* _What is asked_: Reproduce word for word the part of the essay below about giving up an Apple Watch, starting at "I’d love to" and ending at "subtly with time.".

* _Passage given_:
++++++++++

Why I Stopped Using My Apple Watch

About 8 months ago, I strapped my Apple Watch back on my wrist, resolved to add an extra layer of commitment to my fitness journey.

I’d already been committed to fitness for years. I’ve oscillated between 3-4 workout weeks to 6-7, depending on my goals, for at least 5 years. I say this because I want to distinguish that I’d already habitually been an active human being for a while. The Apple Watch wasn’t an attempt at jump starting a physical journey (which one could argue is a healthy tool for such an endeavor), but rather a means of committing to a stricter one.

I’d love to admit that my sole motivation for increased physical activity was mental clarity and wellness, but it would be misleading to say my motivations were anything but vanity. My stream of consciousness was sadly simple: “get shredded” and “bikini ready”. I earnestly try to transcend the body pressures social media creates, but I too lose the battle sometimes. Social media has an insidious way of planting seeds of self-doubts and fallacies that grow subtly with time.

++++++++++

* _Dataset entries_:
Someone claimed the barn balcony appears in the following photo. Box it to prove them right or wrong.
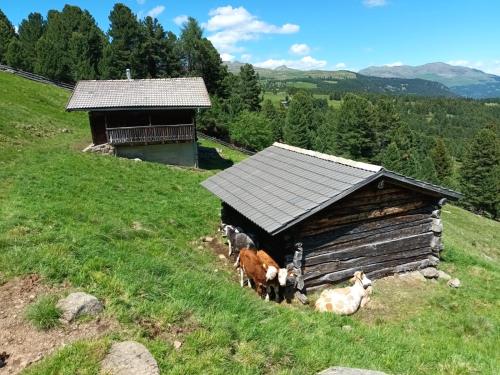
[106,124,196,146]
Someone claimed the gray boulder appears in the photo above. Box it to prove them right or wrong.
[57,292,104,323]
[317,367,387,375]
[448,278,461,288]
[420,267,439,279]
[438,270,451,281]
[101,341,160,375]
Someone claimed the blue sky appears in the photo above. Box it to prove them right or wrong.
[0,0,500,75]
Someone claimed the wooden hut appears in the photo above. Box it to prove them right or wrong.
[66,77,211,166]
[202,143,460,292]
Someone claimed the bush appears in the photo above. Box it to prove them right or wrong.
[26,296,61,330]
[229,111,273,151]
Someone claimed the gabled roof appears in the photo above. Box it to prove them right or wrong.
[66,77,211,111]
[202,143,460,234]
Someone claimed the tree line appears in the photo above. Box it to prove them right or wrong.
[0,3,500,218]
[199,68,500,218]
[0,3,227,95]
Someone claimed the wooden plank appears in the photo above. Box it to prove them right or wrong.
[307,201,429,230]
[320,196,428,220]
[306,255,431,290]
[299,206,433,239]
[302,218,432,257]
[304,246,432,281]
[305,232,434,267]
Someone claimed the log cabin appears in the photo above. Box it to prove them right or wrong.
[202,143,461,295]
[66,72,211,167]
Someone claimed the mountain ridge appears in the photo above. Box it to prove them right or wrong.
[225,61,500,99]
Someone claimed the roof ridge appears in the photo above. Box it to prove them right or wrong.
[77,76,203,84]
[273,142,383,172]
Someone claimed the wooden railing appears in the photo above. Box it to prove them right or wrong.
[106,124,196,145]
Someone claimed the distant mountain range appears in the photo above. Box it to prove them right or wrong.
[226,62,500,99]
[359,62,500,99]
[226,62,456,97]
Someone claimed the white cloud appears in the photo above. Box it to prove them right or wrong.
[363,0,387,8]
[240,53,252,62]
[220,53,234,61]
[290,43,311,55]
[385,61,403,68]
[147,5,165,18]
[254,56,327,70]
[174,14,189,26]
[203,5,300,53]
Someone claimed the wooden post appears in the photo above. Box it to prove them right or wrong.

++++++++++

* _Result of the task_:
I’d love to admit that my sole motivation for increased physical activity was mental clarity and wellness, but it would be misleading to say my motivations were anything but vanity. My stream of consciousness was sadly simple: “get shredded” and “bikini ready”. I earnestly try to transcend the body pressures social media creates, but I too lose the battle sometimes. Social media has an insidious way of planting seeds of self-doubts and fallacies that grow subtly with time.